Records to use:
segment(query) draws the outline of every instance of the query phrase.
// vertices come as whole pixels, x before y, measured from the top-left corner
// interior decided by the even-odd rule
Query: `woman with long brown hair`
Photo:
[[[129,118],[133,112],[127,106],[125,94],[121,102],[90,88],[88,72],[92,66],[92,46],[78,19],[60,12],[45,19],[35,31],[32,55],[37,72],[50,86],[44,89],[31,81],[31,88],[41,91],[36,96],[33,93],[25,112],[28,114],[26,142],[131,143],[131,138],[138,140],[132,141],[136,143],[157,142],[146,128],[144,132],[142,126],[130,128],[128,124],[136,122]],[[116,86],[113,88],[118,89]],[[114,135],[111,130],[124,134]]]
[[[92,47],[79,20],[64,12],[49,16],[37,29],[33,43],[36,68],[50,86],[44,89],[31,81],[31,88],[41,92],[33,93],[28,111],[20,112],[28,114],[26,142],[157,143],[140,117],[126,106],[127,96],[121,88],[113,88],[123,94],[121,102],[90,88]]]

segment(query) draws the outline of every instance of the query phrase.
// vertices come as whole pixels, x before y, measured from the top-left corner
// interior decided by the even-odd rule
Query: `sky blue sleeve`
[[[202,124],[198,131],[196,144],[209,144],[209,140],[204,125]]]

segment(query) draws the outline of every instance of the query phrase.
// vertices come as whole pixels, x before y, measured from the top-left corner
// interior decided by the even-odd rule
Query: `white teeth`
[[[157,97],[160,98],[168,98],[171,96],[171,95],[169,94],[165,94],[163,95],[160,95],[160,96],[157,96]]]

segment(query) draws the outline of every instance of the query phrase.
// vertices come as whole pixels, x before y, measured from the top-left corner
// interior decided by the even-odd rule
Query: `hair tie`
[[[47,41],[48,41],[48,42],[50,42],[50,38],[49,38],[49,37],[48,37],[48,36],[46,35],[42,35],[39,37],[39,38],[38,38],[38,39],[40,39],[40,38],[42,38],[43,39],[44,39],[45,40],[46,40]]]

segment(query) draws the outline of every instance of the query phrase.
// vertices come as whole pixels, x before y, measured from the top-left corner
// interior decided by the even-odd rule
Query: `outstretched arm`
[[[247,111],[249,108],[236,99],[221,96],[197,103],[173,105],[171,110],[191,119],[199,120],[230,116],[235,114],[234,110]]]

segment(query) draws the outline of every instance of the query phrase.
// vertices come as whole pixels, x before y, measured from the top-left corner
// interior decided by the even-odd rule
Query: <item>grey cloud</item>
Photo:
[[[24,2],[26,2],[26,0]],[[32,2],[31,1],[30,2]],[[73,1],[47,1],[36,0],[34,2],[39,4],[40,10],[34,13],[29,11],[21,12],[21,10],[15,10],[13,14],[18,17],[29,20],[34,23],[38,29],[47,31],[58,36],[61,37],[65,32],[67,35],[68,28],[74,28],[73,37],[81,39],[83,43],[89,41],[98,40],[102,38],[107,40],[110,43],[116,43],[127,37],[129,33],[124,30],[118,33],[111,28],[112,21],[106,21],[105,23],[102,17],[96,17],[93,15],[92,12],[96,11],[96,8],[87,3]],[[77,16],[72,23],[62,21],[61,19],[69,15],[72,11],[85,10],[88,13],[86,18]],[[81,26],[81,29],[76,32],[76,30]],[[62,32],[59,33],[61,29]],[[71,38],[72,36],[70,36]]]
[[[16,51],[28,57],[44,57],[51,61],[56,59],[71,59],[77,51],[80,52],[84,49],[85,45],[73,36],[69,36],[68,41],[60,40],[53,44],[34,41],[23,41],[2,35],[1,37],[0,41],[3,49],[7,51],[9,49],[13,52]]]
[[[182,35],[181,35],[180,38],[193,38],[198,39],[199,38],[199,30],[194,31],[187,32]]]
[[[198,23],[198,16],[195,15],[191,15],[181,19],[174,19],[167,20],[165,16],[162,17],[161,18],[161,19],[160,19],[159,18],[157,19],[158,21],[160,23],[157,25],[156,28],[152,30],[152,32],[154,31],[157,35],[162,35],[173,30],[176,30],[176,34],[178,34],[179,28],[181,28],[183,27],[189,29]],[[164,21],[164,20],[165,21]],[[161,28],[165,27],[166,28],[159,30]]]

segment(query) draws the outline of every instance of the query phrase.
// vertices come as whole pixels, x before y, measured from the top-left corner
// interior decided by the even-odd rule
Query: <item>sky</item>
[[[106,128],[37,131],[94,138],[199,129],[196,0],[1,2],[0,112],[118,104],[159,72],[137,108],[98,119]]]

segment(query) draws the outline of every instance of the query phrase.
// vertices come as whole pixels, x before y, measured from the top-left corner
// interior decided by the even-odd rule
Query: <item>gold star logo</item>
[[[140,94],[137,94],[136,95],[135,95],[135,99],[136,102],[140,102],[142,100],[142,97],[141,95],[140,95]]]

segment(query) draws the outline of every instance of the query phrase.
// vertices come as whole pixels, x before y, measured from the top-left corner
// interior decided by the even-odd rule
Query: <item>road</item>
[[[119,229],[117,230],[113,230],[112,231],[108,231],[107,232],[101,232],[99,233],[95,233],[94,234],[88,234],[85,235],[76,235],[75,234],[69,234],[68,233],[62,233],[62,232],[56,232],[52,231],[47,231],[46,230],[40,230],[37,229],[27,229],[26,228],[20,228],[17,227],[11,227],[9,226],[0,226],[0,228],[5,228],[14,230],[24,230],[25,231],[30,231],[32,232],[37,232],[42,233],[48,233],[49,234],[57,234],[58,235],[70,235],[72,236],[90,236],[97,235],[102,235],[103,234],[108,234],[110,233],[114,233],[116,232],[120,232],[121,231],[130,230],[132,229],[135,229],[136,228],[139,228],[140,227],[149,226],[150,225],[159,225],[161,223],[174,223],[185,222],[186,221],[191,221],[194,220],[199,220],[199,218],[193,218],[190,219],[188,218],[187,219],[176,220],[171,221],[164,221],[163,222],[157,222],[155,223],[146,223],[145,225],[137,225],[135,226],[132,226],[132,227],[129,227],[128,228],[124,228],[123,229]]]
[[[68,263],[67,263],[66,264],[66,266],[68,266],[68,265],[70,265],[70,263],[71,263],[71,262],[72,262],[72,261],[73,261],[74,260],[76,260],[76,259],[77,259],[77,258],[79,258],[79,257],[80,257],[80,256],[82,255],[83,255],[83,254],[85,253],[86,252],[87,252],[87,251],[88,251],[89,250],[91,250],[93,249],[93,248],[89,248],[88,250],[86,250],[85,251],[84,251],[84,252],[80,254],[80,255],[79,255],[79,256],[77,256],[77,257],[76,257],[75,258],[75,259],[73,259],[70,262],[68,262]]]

Instruction:
Transcribe every record above exactly as it appears.

Response:
segment(query) draws the outline of every instance of the query phrase.
// vertices come as whole pixels, x before y, measured from the top-left corner
// interior decided by the even-odd rule
Query: `woman with long brown hair`
Photo:
[[[129,118],[133,112],[127,106],[125,94],[121,102],[90,88],[88,72],[92,66],[92,46],[78,19],[60,12],[45,19],[35,31],[32,55],[37,72],[50,86],[44,89],[31,81],[31,88],[41,91],[36,96],[33,93],[25,112],[28,114],[26,142],[131,143],[131,138],[138,140],[132,141],[136,143],[157,142],[146,128],[144,132],[142,126],[130,128],[128,124],[136,122]],[[116,86],[113,88],[118,89]],[[114,135],[111,130],[124,134]]]
[[[92,47],[79,20],[64,12],[49,16],[37,29],[33,43],[36,68],[50,86],[44,89],[31,81],[31,88],[41,92],[33,93],[28,111],[20,112],[28,114],[26,142],[157,143],[140,117],[126,106],[127,96],[121,88],[113,88],[123,94],[121,102],[90,88]]]

segment(query) draws the outline of every instance of the query phrase.
// vertices come as whole pixels, x before y, measured from the top-left corner
// interior decided by the even-odd rule
Query: `sky blue sleeve`
[[[202,124],[198,131],[196,144],[209,144],[209,140],[204,125]]]

segment(query) draws the outline of every instance of the query phrase.
// vertices come as whole pixels, x before y, measured from the top-left corner
// interior decided by the even-odd rule
Query: `white teeth`
[[[157,97],[160,98],[168,98],[171,96],[171,95],[169,94],[165,94],[163,95],[160,95],[160,96],[157,96]]]

segment(query) draws the outline of every instance of the query phrase.
// vertices come as whole pixels, x before y, measured from the top-left corner
// interior decided by the even-odd rule
Query: `hair tie`
[[[47,41],[48,41],[48,42],[50,42],[50,38],[49,38],[49,37],[48,37],[48,36],[46,35],[42,35],[39,37],[39,38],[38,38],[38,39],[40,39],[40,38],[42,38],[43,39],[44,39],[45,40],[46,40]]]

segment(query) draws the outline of every instance of the query phrase.
// vertices come as whole pixels, x before y, measured from the top-left corner
// interior decided by the even-odd rule
Query: `outstretched arm`
[[[247,111],[249,108],[236,99],[221,96],[197,103],[173,105],[171,110],[191,119],[199,120],[230,116],[235,114],[234,110]]]

segment(query) draws the outline of every instance of the query phrase.
// vertices come as whole pixels, x before y, measured from the top-left corner
// interior decided by the even-odd rule
Query: <item>grey cloud</item>
Photo:
[[[24,2],[26,2],[26,0]],[[32,2],[31,1],[30,2]],[[73,1],[47,1],[36,0],[34,2],[39,4],[40,10],[34,13],[29,11],[21,12],[21,10],[15,10],[13,14],[18,17],[29,20],[34,23],[38,29],[47,31],[58,36],[61,37],[65,32],[67,35],[68,28],[74,28],[73,37],[81,39],[83,43],[89,41],[98,40],[102,38],[107,40],[110,43],[116,43],[127,37],[129,33],[124,30],[118,33],[111,28],[112,21],[106,21],[105,23],[102,17],[96,17],[93,15],[92,12],[96,11],[96,8],[87,3]],[[77,16],[72,23],[62,21],[61,19],[69,15],[72,11],[85,10],[88,13],[86,18]],[[81,26],[81,29],[76,32],[76,30]],[[62,32],[59,33],[61,29]],[[71,38],[72,36],[70,36]]]
[[[16,51],[28,57],[44,57],[51,61],[56,59],[71,59],[77,51],[80,52],[84,49],[85,45],[73,36],[69,36],[68,41],[60,40],[53,44],[34,41],[23,41],[2,35],[1,37],[0,41],[3,49],[7,51],[9,49],[13,52]]]
[[[182,35],[181,35],[180,38],[193,38],[198,39],[199,38],[199,30],[194,31],[187,32]]]
[[[198,23],[198,16],[195,15],[191,15],[181,19],[174,19],[167,20],[165,16],[162,17],[161,18],[161,19],[160,19],[159,18],[157,19],[158,21],[160,23],[157,25],[156,28],[152,30],[152,32],[154,31],[157,35],[162,35],[173,30],[176,30],[176,34],[178,34],[179,28],[181,28],[183,27],[189,29]],[[164,21],[164,20],[165,21]],[[161,28],[165,27],[166,28],[159,30]]]

segment(query) draws the outline of every instance of the query phrase.
// vertices come as whole pixels, x before y, measured from the top-left corner
// interior decided by the even-odd rule
Query: <item>sky</item>
[[[106,128],[37,131],[94,138],[199,129],[196,0],[1,2],[0,112],[118,104],[159,72],[137,108],[98,119]]]

segment(query) draws the outline of every instance of the query phrase.
// vertices come as whole pixels, x before y, measured from the top-left corner
// interior decided by the even-odd rule
Query: <item>gold star logo</item>
[[[140,94],[137,94],[136,95],[135,95],[135,99],[136,102],[140,102],[142,100],[142,97],[141,95],[140,95]]]

segment(query) draws the outline of every instance of the query phrase.
// vertices come as whole pixels, x before y, measured from the top-left corner
// interior decided by the even-odd rule
Query: <item>road</item>
[[[119,229],[117,230],[113,230],[112,231],[108,231],[107,232],[101,232],[99,233],[95,233],[94,234],[88,234],[85,235],[76,235],[75,234],[69,234],[68,233],[62,233],[62,232],[56,232],[52,231],[47,231],[46,230],[40,230],[37,229],[27,229],[26,228],[20,228],[17,227],[11,227],[9,226],[0,226],[0,228],[5,228],[14,230],[24,230],[25,231],[30,231],[32,232],[37,232],[42,233],[48,233],[49,234],[57,234],[58,235],[70,235],[72,236],[90,236],[97,235],[102,235],[103,234],[108,234],[110,233],[114,233],[116,232],[120,232],[121,231],[130,230],[132,229],[135,229],[136,228],[139,228],[140,227],[149,226],[150,225],[159,225],[161,223],[174,223],[185,222],[186,221],[191,221],[194,220],[199,220],[199,218],[193,218],[190,219],[188,218],[187,219],[176,220],[171,221],[164,221],[163,222],[157,222],[155,223],[146,223],[145,225],[137,225],[135,226],[132,226],[132,227],[129,227],[128,228],[124,228],[123,229]]]
[[[68,263],[67,263],[66,264],[66,266],[68,266],[68,265],[70,265],[70,263],[71,263],[71,262],[72,262],[72,261],[73,261],[74,260],[76,260],[76,259],[77,259],[77,258],[79,258],[79,257],[80,257],[80,256],[82,255],[83,255],[83,254],[85,253],[86,252],[87,252],[87,251],[88,251],[89,250],[91,250],[93,249],[93,248],[89,248],[88,250],[86,250],[85,251],[84,251],[84,252],[80,254],[80,255],[79,255],[79,256],[77,256],[77,257],[76,257],[75,258],[75,259],[73,259],[70,262],[68,262]]]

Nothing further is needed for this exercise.